--- start of Material ---

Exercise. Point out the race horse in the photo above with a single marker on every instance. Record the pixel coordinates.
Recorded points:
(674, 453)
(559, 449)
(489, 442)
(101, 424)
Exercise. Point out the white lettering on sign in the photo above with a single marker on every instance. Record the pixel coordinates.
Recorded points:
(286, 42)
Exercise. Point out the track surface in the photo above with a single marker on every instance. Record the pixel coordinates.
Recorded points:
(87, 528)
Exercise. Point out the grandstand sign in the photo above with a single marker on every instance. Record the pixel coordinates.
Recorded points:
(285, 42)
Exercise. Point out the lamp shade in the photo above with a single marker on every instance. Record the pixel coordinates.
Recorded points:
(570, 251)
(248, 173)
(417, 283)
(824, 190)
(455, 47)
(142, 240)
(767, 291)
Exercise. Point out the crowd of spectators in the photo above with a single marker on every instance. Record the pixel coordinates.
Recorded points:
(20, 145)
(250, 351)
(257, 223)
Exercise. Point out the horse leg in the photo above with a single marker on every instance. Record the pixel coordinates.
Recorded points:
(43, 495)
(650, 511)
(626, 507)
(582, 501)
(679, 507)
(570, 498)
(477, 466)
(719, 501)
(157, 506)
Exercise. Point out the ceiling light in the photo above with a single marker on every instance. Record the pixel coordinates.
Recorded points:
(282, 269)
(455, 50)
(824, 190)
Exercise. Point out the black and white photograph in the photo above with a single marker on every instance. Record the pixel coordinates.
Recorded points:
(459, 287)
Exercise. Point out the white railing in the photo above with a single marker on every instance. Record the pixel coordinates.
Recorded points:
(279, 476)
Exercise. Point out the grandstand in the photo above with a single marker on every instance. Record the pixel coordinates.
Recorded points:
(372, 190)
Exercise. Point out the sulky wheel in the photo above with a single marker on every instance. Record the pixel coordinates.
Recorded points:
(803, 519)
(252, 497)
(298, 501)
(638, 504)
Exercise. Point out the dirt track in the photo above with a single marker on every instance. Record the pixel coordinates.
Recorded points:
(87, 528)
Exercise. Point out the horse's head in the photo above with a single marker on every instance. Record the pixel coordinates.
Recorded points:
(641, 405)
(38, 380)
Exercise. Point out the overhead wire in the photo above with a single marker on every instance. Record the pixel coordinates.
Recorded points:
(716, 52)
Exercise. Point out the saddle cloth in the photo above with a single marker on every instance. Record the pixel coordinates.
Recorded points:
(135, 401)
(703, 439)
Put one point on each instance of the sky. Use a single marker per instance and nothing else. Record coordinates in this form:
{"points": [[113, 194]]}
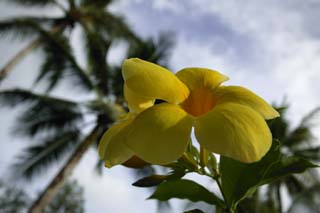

--- end of Material ---

**Short problem:**
Output the listing above as a Markdown table with two columns, "No." and "Entry", giving each line its own numbered row and skipping blank lines. Leave the pictures out.

**Exercise output:**
| No. | Entry |
|---|---|
| 1 | Exercise. Point out the race horse in the photo above with a single marker on every instance. Record the pixel coordinates. |
| 2 | Recorded points: |
| 3 | (674, 453) |
| 4 | (559, 449) |
| 5 | (489, 442) |
| 6 | (101, 424) |
| 7 | Exercise. Point out the white lettering on sign in the photo above with a single marker on every instance. Record the pixel coordinates. |
| 8 | Recorded points: |
| 9 | (286, 42) |
| 10 | Exercise. Point out the track surface in the photo above with a single marker on every instance. Record the pixel coordinates. |
| 11 | Recorded points: |
| 12 | (87, 528) |
| 13 | Exercise. Point out the grandstand sign in the photo above with a single marker on every instance. Record the pixel coordinates. |
| 14 | Recorded points: |
| 15 | (285, 42) |
| 16 | Exercise. Point out the lamp shade in the photo above with a single marker on every instance. Record the pixel coordinates. |
| 17 | Recorded points: |
| 18 | (570, 251) |
| 19 | (248, 173) |
| 20 | (417, 283) |
| 21 | (824, 190) |
| 22 | (455, 47) |
| 23 | (142, 240) |
| 24 | (767, 291) |
| 25 | Exercise. Point out the crowd of spectators in the photo above with a single marker on every instance. Record the pixel coordinates. |
| 26 | Recorded points: |
| 27 | (20, 145) |
| 28 | (250, 351) |
| 29 | (257, 223) |
| 30 | Exercise. Point out the horse leg in the photo above with a single marker on every instance. Record the pixel coordinates. |
| 31 | Recorded points: |
| 32 | (43, 495) |
| 33 | (650, 511) |
| 34 | (626, 507) |
| 35 | (582, 501) |
| 36 | (679, 507) |
| 37 | (570, 498) |
| 38 | (477, 466) |
| 39 | (719, 501) |
| 40 | (157, 506) |
| 41 | Exercise. Point out the ceiling light in the photo above with a single marker on every instance. Record the pixel coordinates. |
| 42 | Recorded points: |
| 43 | (282, 269) |
| 44 | (455, 50) |
| 45 | (824, 190) |
| 46 | Exercise. Point out the black and white photograph in the photo above with a single marker on every instance. Record the pixel coordinates. |
| 47 | Recorded points: |
| 48 | (459, 287) |
| 49 | Exercise. Point out the white railing in the photo above with a single marker on every instance. Record the pixel coordinates. |
| 50 | Recorded points: |
| 51 | (279, 476) |
| 52 | Exercise. Point out the grandstand in the photo above with a single marker on every instance. Record the pixel coordinates. |
| 53 | Recorded points: |
| 54 | (372, 190) |
| 55 | Exercise. Point out the sulky wheel in the photo above with a single marker on every instance. Record the pixel coordinates. |
| 56 | Recorded points: |
| 57 | (803, 519) |
| 58 | (252, 497) |
| 59 | (298, 501) |
| 60 | (638, 504) |
| 61 | Exercise. Point out the dirt track in the photo above with a single marker on every instance. Record the pixel coordinates. |
| 62 | Recorded points: |
| 63 | (87, 528) |
| 64 | Exercise. Point out the horse's head in the photo above with a single marker on every instance. Record the pixel coordinates. |
| 65 | Recorded points: |
| 66 | (641, 405) |
| 67 | (38, 380) |
| 68 | Exercise. Point out the overhead wire in the photo above with a single marker on every instance. Record the pixel coordinates. |
| 69 | Recorded points: |
| 70 | (716, 52) |
| 71 | Exercise. Point out the saddle cloth in the photo above with a single marker on every instance. Record the pixel coordinates. |
| 72 | Recorded points: |
| 73 | (135, 401) |
| 74 | (703, 439) |
| 75 | Put one point on each instance of the sky. Use a single marker per instance and nothing else. Record coordinates in this form: |
| 76 | {"points": [[113, 194]]} |